TEXTO FORNECIDO:
Rafael, neste ponto da história, não estava mais sozinho. Ao lado dele, estavam os Ciclistas Urbanos Capixabas (CUC). E, no coletivo, também estão outras personagens muito importantes para nossa história, entre elas, Deusdedet Alle Son, a Detinha. Guarde esse nome. 

Inicialmente, o conteúdo era publicado em uma página do Facebook. Sim, Facebook. Lembre que estamos falando de dez anos atrás. Mas "O ciclista capixaba" — como a página se chamava — também virou blog no antigo portal de A Gazeta, o Gazeta Online. Até que, em 2015, uma ideia que parecia absurda começou a tomar corpo.

Uma sugestão (nem um pouco) absurda

Em 2015, o governo do Estado deu início ao Orçamento Participativo, um processo que permite que a população participe da decisão de onde serão empregados os recursos. Os amigos, então, decidiram sugerir uma ideia que, até o momento, parececia absurda: uma ciclovia na Terceira Ponte. 

No verso da música "Por Você", em que o cantor Frejat diz que "iria a pé do Rio a Salvador", o ouvinte entende que se trata de um exagero, não de uma promessa. Era mais ou menos assim o sentimento de Rafael e seus amigos. "Na época, nós fizemos como uma piada com fundo de verdade. Realmente queríamos a obra, mas não acreditávamos que fosse possível" , conta Darrouy. 

Post original pedindo votos à proposta. (Reprodução)

A proposta dos ciclistas, no entanto, foi ficando séria. Um post feito na página O ciclista capixaba pedindo votos para a proposta foi impulsionado e teve bastante repercussão. Durante esses anos, a causa foi ganhando força. Muito disso, por causa do ativismo.

Reprodução da página de audiências públicas para discutir o orçamento em 2015. (Reprodução)

CONJUNTO DE REGISTROS:
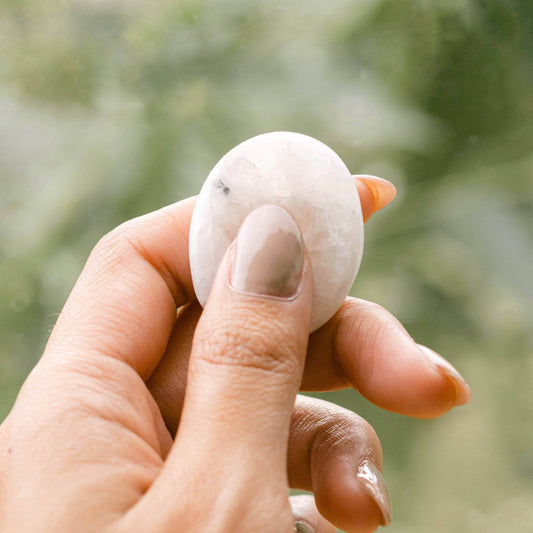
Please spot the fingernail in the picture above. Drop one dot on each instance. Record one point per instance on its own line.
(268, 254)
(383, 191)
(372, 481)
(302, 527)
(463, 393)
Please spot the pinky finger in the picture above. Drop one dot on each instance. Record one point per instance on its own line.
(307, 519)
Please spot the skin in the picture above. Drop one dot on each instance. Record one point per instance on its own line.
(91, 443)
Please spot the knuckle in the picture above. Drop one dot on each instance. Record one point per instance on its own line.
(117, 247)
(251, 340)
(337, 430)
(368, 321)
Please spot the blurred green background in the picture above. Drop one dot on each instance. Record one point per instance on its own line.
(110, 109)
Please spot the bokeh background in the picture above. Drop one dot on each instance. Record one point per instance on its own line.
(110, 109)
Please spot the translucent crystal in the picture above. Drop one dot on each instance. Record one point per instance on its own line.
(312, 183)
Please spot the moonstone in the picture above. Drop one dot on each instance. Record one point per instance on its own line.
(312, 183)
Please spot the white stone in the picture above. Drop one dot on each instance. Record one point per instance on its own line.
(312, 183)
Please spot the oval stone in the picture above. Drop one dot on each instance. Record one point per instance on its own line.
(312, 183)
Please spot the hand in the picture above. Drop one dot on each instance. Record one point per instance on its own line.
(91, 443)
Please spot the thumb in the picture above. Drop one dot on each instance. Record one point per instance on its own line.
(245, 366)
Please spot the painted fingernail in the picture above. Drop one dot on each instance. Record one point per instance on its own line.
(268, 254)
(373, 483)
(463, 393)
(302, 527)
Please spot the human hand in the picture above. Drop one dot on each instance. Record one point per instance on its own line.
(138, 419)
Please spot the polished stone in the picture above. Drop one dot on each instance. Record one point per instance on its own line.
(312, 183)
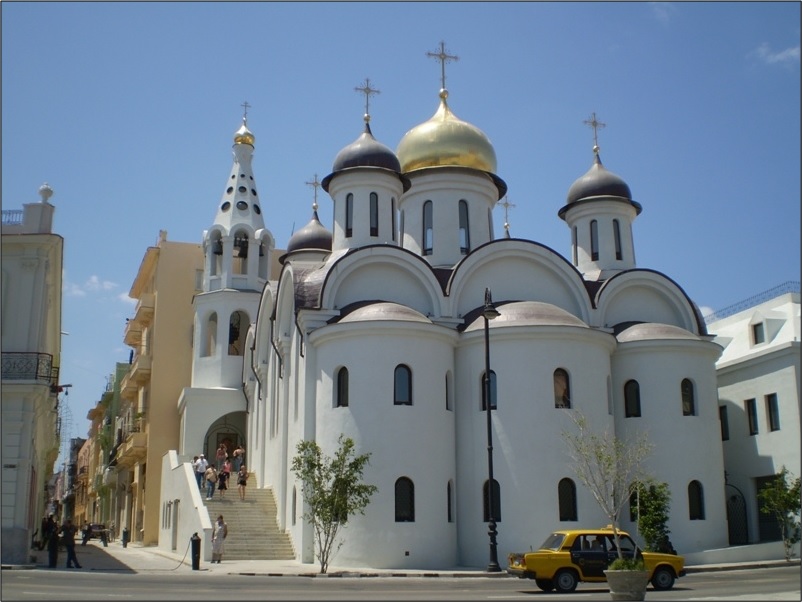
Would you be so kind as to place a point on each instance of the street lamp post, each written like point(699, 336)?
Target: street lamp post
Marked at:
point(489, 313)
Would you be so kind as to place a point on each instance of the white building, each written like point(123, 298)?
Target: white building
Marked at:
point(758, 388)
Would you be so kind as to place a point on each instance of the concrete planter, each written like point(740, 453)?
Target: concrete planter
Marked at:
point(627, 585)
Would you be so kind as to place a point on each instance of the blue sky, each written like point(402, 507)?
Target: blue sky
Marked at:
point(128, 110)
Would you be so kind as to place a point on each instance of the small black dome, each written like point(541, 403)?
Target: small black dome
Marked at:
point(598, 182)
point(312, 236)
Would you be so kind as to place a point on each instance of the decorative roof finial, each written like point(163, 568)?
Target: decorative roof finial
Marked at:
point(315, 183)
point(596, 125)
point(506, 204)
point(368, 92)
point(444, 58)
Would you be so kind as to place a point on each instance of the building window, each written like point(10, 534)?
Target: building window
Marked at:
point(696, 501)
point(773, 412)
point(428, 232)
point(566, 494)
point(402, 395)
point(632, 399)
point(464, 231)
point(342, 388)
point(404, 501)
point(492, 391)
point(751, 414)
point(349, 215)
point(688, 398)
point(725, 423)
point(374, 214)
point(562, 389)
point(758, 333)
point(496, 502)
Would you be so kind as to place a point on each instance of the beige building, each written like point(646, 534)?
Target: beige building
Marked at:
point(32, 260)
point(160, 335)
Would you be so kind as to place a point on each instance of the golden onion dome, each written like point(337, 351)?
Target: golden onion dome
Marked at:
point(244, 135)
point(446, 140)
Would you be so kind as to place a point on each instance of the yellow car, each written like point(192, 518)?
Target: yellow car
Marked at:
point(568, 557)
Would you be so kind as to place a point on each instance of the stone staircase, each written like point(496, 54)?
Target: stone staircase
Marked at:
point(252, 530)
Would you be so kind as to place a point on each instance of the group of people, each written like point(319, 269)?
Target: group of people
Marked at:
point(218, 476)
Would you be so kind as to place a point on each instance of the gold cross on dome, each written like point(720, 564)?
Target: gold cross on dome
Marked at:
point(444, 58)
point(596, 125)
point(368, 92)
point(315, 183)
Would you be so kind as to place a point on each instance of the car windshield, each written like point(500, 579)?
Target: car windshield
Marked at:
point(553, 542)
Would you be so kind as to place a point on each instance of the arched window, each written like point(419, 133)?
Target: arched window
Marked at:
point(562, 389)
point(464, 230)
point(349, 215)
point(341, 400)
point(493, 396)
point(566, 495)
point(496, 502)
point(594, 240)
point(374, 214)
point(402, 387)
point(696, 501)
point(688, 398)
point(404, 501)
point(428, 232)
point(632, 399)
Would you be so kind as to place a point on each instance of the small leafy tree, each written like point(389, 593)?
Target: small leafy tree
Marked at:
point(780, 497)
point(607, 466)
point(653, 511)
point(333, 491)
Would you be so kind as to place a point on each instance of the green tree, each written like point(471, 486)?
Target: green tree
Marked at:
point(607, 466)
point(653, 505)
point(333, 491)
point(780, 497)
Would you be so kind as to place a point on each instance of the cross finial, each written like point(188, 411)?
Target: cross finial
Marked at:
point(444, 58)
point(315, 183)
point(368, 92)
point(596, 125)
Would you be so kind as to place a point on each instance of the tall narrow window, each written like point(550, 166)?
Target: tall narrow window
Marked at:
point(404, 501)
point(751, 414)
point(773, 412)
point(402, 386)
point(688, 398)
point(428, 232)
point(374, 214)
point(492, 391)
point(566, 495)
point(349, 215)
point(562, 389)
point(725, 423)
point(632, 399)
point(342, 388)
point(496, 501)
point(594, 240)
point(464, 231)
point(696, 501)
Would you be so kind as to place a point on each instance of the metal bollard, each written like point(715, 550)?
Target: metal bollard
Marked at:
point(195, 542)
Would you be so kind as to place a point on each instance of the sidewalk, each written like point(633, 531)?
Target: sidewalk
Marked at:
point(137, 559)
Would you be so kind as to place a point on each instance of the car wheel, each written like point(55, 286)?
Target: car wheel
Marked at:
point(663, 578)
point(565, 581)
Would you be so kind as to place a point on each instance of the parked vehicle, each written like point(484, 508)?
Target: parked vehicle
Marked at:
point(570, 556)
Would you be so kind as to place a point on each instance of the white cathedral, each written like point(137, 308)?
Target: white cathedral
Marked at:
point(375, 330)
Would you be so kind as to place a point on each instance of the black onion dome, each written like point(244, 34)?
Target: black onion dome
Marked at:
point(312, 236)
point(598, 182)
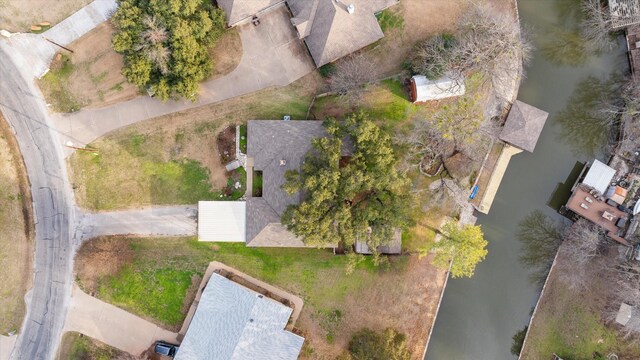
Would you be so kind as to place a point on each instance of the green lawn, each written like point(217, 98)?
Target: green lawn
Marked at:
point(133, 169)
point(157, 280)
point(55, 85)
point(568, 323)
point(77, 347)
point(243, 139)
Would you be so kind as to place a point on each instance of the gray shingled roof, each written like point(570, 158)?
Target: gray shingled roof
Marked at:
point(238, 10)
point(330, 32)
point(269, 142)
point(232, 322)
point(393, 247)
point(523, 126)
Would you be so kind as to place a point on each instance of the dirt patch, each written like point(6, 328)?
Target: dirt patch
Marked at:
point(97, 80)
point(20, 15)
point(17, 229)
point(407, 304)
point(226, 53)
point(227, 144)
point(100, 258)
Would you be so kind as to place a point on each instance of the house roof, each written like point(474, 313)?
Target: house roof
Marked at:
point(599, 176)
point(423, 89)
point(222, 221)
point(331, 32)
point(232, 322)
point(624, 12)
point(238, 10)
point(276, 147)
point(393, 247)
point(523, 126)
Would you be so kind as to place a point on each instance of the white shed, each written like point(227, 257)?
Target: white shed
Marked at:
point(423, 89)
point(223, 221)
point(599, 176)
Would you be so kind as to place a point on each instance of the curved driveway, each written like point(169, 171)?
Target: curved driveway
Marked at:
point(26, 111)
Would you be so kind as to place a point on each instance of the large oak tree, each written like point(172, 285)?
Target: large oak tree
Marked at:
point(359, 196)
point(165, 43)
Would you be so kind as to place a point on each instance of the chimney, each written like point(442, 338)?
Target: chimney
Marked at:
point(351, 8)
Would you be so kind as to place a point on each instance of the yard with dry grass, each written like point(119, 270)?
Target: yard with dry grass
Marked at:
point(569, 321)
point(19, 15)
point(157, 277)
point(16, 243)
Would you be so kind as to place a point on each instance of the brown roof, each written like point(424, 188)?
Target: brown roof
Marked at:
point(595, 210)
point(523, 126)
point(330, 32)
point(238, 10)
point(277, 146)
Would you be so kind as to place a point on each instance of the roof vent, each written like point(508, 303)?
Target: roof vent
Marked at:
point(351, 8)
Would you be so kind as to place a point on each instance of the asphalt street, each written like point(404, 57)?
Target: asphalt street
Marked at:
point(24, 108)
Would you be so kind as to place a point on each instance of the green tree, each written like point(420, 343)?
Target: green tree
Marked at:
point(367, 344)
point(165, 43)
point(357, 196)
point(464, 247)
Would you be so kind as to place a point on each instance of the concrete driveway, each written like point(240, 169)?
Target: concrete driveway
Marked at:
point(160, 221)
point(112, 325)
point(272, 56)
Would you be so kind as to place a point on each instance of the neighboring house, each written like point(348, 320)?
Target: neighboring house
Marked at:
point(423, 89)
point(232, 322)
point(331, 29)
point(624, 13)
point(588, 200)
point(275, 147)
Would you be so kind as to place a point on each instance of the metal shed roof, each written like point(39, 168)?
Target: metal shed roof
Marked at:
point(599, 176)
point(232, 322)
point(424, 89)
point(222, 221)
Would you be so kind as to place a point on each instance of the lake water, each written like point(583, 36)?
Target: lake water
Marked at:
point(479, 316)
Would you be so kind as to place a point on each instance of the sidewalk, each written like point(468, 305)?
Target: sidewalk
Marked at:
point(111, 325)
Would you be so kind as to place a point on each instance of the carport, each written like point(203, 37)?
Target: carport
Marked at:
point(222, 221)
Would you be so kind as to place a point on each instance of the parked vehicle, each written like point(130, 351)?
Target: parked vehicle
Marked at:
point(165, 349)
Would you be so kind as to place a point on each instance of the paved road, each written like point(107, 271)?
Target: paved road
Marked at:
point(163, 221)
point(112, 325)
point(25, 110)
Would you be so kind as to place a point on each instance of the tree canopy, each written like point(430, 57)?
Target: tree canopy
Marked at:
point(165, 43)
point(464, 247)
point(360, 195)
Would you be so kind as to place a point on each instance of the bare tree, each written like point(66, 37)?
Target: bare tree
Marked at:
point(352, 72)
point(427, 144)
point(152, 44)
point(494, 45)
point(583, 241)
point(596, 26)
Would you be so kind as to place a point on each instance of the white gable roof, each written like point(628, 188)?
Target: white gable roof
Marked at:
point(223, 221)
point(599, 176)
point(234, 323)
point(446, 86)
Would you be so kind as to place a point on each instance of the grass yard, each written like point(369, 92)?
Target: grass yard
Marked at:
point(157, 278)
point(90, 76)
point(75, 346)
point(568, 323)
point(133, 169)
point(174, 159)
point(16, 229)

ITEM DE AÇÃO: Extraia, por favor, o texto sobre a ciclovia na Terceira Ponte por inteiro, sem mudar nenhuma palavra. A listagem provém de uma fonte diferente da do texto.

RESPOSTA DA TAREFA:
Rafael, neste ponto da história, não estava mais sozinho. Ao lado dele, estavam os Ciclistas Urbanos Capixabas (CUC). E, no coletivo, também estão outras personagens muito importantes para nossa história, entre elas, Deusdedet Alle Son, a Detinha. Guarde esse nome. 

Inicialmente, o conteúdo era publicado em uma página do Facebook. Sim, Facebook. Lembre que estamos falando de dez anos atrás. Mas "O ciclista capixaba" — como a página se chamava — também virou blog no antigo portal de A Gazeta, o Gazeta Online. Até que, em 2015, uma ideia que parecia absurda começou a tomar corpo.

Uma sugestão (nem um pouco) absurda

Em 2015, o governo do Estado deu início ao Orçamento Participativo, um processo que permite que a população participe da decisão de onde serão empregados os recursos. Os amigos, então, decidiram sugerir uma ideia que, até o momento, parececia absurda: uma ciclovia na Terceira Ponte. 

No verso da música "Por Você", em que o cantor Frejat diz que "iria a pé do Rio a Salvador", o ouvinte entende que se trata de um exagero, não de uma promessa. Era mais ou menos assim o sentimento de Rafael e seus amigos. "Na época, nós fizemos como uma piada com fundo de verdade. Realmente queríamos a obra, mas não acreditávamos que fosse possível" , conta Darrouy. 

Post original pedindo votos à proposta. (Reprodução)

A proposta dos ciclistas, no entanto, foi ficando séria. Um post feito na página O ciclista capixaba pedindo votos para a proposta foi impulsionado e teve bastante repercussão. Durante esses anos, a causa foi ganhando força. Muito disso, por causa do ativismo.

Reprodução da página de audiências públicas para discutir o orçamento em 2015. (Reprodução)